- **WHAT NEEDS TO BE DONE**: In the entries below, find the line with "Locate the windshield;" and the line with "Locate the rear wheel;". Print those two and everything between them exactly, and nothing else.

- **DATASET ENTRIES**:
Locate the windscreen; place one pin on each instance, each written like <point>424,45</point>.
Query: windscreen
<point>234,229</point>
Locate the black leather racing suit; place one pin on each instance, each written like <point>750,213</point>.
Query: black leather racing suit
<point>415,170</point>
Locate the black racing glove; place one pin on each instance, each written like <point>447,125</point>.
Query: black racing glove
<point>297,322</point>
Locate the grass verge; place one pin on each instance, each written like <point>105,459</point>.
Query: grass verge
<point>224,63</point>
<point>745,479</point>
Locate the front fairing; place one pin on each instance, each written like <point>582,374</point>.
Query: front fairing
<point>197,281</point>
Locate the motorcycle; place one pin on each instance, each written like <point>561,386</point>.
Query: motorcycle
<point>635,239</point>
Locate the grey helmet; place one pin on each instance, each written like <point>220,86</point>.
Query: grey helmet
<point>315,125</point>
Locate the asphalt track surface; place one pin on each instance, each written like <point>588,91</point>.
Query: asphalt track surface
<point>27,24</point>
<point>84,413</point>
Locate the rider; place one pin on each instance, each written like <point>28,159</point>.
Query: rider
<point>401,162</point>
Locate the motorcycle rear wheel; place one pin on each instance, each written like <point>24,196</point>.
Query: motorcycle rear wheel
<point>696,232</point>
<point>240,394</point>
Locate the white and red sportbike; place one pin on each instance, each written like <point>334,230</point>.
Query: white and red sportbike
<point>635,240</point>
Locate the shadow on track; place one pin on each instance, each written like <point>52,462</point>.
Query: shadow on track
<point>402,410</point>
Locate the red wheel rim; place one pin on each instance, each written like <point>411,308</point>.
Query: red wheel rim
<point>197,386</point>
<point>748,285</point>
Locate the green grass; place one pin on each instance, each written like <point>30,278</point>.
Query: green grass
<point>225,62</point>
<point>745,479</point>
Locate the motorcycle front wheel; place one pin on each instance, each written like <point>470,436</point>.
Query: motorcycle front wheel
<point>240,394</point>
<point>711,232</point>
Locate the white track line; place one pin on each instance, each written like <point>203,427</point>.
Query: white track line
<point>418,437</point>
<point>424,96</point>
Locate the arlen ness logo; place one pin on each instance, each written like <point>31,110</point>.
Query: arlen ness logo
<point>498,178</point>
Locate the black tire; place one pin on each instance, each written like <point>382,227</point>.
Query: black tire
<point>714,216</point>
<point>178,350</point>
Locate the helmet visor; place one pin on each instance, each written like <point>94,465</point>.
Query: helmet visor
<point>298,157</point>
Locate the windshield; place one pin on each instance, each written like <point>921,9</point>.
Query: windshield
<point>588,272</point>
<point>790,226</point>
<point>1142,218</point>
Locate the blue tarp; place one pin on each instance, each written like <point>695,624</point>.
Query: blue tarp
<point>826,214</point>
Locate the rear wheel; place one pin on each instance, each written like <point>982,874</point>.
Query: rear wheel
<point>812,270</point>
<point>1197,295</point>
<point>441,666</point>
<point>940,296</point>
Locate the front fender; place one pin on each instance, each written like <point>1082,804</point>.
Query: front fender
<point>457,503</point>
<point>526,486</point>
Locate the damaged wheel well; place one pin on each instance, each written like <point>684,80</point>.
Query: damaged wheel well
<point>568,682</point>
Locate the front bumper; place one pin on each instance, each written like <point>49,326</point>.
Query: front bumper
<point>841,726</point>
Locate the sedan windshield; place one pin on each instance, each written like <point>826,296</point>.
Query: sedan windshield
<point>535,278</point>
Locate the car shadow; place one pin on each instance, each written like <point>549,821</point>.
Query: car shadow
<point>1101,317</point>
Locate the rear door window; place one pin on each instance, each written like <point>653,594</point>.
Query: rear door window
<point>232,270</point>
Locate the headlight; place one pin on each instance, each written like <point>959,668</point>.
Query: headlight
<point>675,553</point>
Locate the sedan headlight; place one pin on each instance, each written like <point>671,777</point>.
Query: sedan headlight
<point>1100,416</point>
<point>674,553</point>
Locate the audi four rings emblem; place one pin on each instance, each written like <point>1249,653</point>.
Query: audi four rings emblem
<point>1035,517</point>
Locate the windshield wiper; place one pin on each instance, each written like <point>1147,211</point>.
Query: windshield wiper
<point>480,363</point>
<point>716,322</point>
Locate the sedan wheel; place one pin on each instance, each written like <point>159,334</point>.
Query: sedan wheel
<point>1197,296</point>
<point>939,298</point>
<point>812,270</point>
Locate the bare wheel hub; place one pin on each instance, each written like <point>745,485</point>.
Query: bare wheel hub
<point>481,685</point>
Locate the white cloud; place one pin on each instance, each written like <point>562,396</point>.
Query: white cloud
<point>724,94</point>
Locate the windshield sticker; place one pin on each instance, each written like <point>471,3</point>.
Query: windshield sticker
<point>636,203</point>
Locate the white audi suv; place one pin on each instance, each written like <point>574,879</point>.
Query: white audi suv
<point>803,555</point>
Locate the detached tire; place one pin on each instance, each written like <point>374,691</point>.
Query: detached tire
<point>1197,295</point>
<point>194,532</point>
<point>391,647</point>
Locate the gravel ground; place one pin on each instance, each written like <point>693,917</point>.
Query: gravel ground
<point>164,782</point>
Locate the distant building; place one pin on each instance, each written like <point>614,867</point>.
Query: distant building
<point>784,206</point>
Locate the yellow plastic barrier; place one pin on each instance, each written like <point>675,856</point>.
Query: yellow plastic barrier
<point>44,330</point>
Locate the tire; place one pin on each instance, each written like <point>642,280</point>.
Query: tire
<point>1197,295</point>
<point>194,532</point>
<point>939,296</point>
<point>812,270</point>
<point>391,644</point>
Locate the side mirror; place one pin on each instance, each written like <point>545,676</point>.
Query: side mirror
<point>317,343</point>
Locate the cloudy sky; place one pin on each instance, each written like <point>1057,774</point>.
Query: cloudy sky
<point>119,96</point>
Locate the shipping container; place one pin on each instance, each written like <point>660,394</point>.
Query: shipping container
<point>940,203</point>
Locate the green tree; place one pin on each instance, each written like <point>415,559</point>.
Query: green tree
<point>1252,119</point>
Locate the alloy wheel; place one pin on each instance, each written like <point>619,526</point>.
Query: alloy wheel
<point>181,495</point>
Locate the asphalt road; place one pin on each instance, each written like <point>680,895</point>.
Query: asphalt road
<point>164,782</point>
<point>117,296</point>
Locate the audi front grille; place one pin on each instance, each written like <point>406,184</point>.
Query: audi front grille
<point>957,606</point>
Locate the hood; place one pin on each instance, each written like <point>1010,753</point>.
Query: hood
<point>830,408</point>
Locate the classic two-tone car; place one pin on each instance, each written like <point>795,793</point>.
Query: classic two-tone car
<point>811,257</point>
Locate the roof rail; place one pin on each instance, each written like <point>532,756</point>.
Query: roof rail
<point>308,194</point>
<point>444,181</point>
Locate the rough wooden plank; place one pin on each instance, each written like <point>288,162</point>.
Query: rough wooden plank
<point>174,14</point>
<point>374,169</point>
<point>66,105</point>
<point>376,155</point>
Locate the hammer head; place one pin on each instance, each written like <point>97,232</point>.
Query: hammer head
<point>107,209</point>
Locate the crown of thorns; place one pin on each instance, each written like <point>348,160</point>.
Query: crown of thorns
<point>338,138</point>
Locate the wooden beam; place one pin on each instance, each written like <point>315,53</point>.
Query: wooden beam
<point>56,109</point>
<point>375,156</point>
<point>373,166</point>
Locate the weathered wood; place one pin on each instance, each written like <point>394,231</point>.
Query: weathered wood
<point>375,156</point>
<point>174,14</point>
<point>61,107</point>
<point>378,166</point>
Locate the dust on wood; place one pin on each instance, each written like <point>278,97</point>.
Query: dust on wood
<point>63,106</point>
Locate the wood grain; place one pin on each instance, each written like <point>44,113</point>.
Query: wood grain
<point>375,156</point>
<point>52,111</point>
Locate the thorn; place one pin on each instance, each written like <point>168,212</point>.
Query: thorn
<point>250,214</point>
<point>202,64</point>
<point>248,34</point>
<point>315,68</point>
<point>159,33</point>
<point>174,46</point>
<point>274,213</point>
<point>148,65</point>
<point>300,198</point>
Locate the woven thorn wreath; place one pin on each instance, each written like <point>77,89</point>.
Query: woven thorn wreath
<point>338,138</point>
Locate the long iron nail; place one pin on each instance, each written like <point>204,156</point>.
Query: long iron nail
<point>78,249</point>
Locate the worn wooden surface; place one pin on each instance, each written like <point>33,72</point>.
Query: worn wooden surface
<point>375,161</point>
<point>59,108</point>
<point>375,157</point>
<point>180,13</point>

- **RESPONSE BELOW**:
Locate the windshield; place one pin on each instance, each written like <point>921,9</point>.
Query: windshield
<point>588,272</point>
<point>790,226</point>
<point>1142,218</point>
Locate the blue tarp; place one pin on each instance, each written like <point>695,624</point>.
Query: blue tarp
<point>826,214</point>
Locate the rear wheel; place one pin on each instance, each written like <point>982,874</point>.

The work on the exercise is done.